**** TEXTE ÉTUDIÉ ****

Alors je me suis tapé plusieurs recherches sur 2012, a poursuivi Anne Robillard, mais à mon avis, ce n'est pas pour 2012. C'est pour 2060. Si on calcule tous les chiffres de la Bible et les prophéties, on arrive plus à 2060.

Voilà. Renouvelez votre hypothèque l'esprit tranquille et continuez à mettre des sous de côté pour le doctorat à Harvard de votre petit dernier: la fin du monde n'est pas pour 2009.

Ces jours-ci, on fait beaucoup de cas du Québec, ce paradis de la laïcité. Nous avons décidé, un jour, de sacrer la religion hors de la sphère publique. On en fait beaucoup de cas, depuis que la Fédération des femmes du Québec a décrété qu'il ne fallait pas interdire les signes religieux (nom de code pour «le voile islamique») chez les fonctionnaires.

Il n'en fallait pas plus pour qu'on tombe dans la période de prolongation de la commission Bouchard-Taylor. J'ai l'air d'être loin d'Anne Robillard, mais ne craignez rien, j'en suis tout près, à un horoscope de distance.

****

ÉNONCÉ. Reproduisez intégralement le texte étudié, mot pour mot et sans aucune modification.

**** DONNÉES FOURNIES ****

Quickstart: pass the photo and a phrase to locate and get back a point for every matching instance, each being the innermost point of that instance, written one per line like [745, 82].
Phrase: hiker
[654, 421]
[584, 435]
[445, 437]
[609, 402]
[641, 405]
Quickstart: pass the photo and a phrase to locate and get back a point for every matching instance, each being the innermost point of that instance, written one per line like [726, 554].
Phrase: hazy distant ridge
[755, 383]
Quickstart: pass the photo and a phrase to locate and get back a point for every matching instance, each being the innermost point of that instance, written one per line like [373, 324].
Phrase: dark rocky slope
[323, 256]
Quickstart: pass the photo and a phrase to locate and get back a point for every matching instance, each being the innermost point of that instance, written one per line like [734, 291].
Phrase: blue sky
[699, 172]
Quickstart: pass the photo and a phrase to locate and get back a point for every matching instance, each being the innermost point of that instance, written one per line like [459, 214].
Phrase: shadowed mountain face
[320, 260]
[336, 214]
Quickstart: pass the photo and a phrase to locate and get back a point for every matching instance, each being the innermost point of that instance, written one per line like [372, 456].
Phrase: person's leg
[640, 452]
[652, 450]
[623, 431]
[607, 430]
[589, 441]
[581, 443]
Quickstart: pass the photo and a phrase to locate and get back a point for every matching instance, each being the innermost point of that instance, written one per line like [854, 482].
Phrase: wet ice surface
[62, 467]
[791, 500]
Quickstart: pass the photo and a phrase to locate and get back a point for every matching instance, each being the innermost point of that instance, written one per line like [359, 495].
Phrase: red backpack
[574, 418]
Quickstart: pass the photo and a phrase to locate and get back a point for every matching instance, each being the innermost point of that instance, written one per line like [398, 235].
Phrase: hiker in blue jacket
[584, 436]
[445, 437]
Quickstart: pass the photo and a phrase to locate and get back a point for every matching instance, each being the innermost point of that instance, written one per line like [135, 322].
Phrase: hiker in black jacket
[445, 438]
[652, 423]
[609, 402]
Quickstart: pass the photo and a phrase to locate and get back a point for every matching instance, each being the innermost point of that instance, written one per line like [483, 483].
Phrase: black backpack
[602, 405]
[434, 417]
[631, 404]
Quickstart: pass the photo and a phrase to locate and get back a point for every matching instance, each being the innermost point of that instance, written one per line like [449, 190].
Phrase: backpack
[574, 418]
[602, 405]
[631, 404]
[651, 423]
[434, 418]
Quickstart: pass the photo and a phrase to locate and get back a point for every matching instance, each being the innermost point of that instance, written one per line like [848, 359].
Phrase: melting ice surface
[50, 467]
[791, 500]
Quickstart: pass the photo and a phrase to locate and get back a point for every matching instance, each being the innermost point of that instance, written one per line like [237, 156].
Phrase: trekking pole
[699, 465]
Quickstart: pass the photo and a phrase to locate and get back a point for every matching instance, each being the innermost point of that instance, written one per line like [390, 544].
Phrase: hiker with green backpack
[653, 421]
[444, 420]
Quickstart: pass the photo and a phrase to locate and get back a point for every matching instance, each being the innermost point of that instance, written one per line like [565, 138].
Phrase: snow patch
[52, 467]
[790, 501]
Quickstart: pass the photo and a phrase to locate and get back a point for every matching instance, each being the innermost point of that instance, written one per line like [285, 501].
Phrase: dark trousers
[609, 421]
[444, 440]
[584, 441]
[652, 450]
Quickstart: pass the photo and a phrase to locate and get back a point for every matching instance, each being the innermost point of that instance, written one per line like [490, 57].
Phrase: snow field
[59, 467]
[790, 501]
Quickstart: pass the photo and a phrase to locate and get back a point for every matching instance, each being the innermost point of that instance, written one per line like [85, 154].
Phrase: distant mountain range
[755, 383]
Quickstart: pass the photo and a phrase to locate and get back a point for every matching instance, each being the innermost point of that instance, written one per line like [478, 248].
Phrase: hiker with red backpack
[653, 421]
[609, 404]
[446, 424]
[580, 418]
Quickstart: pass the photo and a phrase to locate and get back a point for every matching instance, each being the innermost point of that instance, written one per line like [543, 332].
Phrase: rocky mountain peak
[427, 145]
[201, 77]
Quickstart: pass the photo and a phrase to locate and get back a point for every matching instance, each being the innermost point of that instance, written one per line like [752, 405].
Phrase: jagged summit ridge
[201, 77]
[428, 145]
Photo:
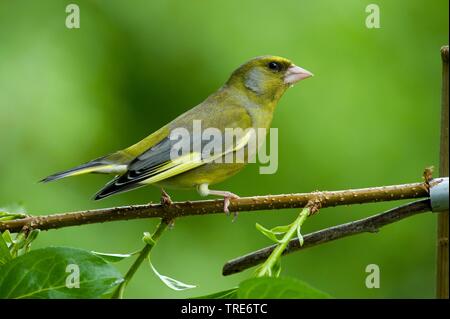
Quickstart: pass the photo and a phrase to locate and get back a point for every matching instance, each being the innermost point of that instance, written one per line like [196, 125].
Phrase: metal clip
[439, 194]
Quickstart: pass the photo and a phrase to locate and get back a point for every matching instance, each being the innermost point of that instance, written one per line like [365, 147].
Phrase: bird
[247, 100]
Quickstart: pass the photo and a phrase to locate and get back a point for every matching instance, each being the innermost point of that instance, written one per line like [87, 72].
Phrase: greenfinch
[246, 100]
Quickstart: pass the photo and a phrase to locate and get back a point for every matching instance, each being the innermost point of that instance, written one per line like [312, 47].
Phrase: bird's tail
[102, 165]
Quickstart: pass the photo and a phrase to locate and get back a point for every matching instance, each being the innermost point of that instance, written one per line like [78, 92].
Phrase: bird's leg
[203, 190]
[165, 198]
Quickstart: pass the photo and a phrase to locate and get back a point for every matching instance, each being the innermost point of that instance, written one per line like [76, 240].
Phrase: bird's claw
[165, 198]
[226, 204]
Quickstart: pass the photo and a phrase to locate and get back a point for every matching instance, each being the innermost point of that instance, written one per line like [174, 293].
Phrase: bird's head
[267, 76]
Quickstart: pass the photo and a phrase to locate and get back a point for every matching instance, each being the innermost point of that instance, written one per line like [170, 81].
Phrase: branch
[369, 224]
[143, 255]
[443, 218]
[203, 207]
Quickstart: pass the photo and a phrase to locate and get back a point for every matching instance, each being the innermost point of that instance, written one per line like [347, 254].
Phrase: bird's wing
[155, 164]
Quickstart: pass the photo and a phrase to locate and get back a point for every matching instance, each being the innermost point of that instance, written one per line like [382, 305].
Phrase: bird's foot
[165, 198]
[226, 201]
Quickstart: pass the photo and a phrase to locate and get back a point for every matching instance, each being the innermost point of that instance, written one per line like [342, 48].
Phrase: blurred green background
[369, 117]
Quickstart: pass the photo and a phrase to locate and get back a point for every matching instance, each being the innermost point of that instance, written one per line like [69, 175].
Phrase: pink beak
[295, 73]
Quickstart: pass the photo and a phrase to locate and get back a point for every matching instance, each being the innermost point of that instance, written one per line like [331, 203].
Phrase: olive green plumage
[247, 100]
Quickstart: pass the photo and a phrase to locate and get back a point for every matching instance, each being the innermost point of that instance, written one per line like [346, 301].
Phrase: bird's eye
[274, 66]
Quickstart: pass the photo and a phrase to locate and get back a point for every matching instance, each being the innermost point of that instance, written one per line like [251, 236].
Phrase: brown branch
[443, 218]
[180, 209]
[369, 224]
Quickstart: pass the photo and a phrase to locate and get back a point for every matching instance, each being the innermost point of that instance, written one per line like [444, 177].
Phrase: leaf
[49, 272]
[266, 232]
[278, 288]
[225, 294]
[6, 215]
[7, 237]
[276, 268]
[170, 282]
[112, 258]
[5, 255]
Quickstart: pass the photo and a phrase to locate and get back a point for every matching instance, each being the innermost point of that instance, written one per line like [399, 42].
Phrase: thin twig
[180, 209]
[369, 224]
[143, 254]
[442, 278]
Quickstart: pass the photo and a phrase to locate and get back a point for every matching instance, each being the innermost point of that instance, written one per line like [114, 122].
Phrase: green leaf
[170, 282]
[5, 255]
[225, 294]
[7, 237]
[50, 272]
[278, 288]
[299, 235]
[112, 258]
[148, 239]
[266, 232]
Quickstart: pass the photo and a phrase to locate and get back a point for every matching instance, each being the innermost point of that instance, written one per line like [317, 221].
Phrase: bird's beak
[295, 73]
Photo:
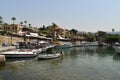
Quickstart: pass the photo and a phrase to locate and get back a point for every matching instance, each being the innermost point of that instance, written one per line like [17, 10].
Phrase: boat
[19, 53]
[49, 54]
[117, 48]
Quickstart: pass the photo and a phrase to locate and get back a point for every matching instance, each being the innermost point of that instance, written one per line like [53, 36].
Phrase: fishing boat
[49, 54]
[19, 53]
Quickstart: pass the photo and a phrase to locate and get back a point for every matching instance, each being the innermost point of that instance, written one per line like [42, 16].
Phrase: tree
[101, 36]
[13, 18]
[29, 25]
[25, 23]
[1, 20]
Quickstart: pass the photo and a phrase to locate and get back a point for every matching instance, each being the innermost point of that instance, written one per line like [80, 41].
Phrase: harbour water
[78, 63]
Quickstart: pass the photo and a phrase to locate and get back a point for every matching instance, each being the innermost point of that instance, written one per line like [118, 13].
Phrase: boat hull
[19, 54]
[48, 56]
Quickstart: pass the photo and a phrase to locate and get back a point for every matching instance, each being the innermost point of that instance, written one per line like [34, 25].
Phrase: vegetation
[13, 18]
[1, 20]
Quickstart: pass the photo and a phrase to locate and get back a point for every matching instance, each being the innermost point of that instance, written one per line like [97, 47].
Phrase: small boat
[117, 48]
[48, 56]
[19, 53]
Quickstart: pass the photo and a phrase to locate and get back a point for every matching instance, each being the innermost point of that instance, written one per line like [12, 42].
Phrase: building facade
[11, 28]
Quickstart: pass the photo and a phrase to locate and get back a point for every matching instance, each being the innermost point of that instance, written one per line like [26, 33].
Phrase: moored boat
[48, 56]
[19, 53]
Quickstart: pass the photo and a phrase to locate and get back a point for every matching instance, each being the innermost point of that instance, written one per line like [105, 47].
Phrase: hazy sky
[84, 15]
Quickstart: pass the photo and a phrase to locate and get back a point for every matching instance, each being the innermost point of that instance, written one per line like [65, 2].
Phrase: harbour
[78, 63]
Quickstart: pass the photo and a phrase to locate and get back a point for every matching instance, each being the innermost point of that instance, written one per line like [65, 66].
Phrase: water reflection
[78, 63]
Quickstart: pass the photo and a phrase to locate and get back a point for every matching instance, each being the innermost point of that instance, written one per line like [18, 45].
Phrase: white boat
[117, 48]
[48, 56]
[50, 53]
[20, 53]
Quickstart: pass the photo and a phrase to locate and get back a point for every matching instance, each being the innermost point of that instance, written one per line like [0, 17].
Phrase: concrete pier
[2, 59]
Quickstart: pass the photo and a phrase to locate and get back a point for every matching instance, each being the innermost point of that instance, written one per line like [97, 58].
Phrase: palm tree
[13, 18]
[25, 23]
[29, 25]
[1, 20]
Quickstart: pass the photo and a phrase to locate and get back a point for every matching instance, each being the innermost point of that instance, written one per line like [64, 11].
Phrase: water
[80, 63]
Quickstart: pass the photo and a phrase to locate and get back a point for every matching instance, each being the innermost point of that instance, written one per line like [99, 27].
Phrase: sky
[83, 15]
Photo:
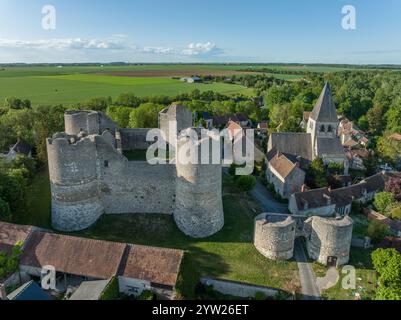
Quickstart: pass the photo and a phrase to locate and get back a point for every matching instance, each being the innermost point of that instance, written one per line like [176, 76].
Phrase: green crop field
[69, 89]
[73, 84]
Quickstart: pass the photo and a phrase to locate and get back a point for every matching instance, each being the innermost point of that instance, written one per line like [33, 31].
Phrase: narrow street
[310, 290]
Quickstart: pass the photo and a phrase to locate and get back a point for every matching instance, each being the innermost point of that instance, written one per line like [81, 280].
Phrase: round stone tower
[329, 240]
[198, 204]
[274, 236]
[76, 203]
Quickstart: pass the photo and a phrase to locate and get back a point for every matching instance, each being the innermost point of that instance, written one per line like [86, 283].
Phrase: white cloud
[195, 49]
[114, 48]
[66, 43]
[159, 50]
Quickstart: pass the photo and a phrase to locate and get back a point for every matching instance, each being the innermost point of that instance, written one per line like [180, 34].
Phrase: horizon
[151, 32]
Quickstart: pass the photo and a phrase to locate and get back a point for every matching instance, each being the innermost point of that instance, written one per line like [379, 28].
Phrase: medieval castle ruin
[90, 176]
[328, 240]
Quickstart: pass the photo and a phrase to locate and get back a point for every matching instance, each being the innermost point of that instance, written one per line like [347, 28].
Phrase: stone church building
[288, 154]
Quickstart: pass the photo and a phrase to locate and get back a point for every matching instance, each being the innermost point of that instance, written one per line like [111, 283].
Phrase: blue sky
[306, 31]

****

SOLUTION.
Alors je me suis tapé plusieurs recherches sur 2012, a poursuivi Anne Robillard, mais à mon avis, ce n'est pas pour 2012. C'est pour 2060. Si on calcule tous les chiffres de la Bible et les prophéties, on arrive plus à 2060.

Voilà. Renouvelez votre hypothèque l'esprit tranquille et continuez à mettre des sous de côté pour le doctorat à Harvard de votre petit dernier: la fin du monde n'est pas pour 2009.

Ces jours-ci, on fait beaucoup de cas du Québec, ce paradis de la laïcité. Nous avons décidé, un jour, de sacrer la religion hors de la sphère publique. On en fait beaucoup de cas, depuis que la Fédération des femmes du Québec a décrété qu'il ne fallait pas interdire les signes religieux (nom de code pour «le voile islamique») chez les fonctionnaires.

Il n'en fallait pas plus pour qu'on tombe dans la période de prolongation de la commission Bouchard-Taylor. J'ai l'air d'être loin d'Anne Robillard, mais ne craignez rien, j'en suis tout près, à un horoscope de distance.